======== EXTRACTED DATA
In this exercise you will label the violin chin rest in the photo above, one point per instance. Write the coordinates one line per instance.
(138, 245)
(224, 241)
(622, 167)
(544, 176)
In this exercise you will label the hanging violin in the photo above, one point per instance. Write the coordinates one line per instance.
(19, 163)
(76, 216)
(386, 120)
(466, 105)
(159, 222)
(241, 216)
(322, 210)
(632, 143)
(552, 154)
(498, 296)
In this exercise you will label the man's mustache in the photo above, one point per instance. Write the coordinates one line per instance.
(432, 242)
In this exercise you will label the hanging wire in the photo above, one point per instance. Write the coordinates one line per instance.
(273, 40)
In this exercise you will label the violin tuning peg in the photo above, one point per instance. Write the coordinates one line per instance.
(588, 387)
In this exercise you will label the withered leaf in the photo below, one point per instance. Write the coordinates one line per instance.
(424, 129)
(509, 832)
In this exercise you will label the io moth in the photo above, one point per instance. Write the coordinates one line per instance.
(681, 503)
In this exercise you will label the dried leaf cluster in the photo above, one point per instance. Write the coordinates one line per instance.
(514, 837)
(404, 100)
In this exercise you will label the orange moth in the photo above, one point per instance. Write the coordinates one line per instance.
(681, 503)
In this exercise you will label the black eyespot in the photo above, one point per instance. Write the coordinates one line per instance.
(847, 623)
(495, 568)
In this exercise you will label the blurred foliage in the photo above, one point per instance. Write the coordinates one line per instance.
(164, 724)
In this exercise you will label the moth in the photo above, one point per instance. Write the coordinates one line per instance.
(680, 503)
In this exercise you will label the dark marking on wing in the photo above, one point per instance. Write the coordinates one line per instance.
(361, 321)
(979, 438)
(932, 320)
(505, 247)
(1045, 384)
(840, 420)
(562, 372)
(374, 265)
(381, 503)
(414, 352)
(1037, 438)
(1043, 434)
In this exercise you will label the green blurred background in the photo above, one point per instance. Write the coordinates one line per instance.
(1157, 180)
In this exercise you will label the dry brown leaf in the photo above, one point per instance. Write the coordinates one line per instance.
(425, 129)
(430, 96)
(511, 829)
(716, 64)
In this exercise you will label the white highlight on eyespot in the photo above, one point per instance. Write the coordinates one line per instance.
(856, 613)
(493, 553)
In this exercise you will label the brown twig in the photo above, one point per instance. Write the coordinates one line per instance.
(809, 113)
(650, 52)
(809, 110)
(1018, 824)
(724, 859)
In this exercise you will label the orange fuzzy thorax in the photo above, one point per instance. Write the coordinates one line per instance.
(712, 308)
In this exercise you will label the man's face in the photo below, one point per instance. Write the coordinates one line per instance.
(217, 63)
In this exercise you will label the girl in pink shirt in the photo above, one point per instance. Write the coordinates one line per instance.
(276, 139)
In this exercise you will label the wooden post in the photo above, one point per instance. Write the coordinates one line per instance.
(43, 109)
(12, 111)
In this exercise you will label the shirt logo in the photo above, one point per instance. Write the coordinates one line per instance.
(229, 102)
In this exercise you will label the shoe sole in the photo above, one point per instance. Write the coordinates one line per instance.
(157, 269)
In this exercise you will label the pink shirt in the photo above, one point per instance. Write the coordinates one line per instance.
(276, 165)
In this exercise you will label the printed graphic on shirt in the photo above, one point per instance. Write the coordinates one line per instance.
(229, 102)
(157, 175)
================
### TASK
Set down, exactly as they appear, the line holding "In this exercise you will label the printed" and every line after it until the records end.

### ANSWER TO THE PROBLEM
In this exercise you will label the printed graphic on shirt in the photo above, one point per instance. Write the coordinates one line per instance.
(229, 102)
(157, 175)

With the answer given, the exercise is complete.